» Short task
Please transcribe the listing below line for line, changing nothing.

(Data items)

--------------------------------

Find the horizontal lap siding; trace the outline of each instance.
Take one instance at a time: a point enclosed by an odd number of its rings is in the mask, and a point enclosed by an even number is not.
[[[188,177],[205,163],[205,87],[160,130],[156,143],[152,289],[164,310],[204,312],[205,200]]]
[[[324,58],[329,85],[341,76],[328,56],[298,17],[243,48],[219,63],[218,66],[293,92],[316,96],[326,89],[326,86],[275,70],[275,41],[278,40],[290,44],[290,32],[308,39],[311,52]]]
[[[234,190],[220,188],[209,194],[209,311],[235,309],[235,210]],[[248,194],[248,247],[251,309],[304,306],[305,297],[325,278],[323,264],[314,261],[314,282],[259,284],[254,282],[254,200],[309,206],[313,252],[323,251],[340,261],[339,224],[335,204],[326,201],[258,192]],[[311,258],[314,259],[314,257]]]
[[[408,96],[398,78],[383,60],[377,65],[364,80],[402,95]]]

--------------------------------

» Exercise answer
Find the horizontal lap siding; trace the outline of each instance.
Take one instance at a time: a point enclosed by an odd number of its rings is in the mask, and a point enclosed by an even number is not.
[[[188,177],[205,163],[205,87],[160,130],[156,143],[152,289],[164,310],[204,312],[205,200]]]
[[[324,58],[329,85],[341,76],[328,56],[298,17],[243,48],[219,63],[218,66],[293,92],[316,96],[326,89],[326,86],[275,70],[275,41],[278,40],[290,44],[290,32],[308,39],[311,52]]]
[[[234,190],[220,188],[209,194],[209,311],[235,309],[235,210]],[[248,194],[248,247],[251,309],[304,306],[305,297],[325,278],[323,264],[314,261],[314,282],[259,284],[254,282],[254,200],[309,206],[313,252],[323,251],[340,261],[339,224],[335,204],[326,201],[258,192]],[[311,258],[314,259],[314,257]]]
[[[408,96],[398,78],[383,60],[377,65],[364,80],[402,95]]]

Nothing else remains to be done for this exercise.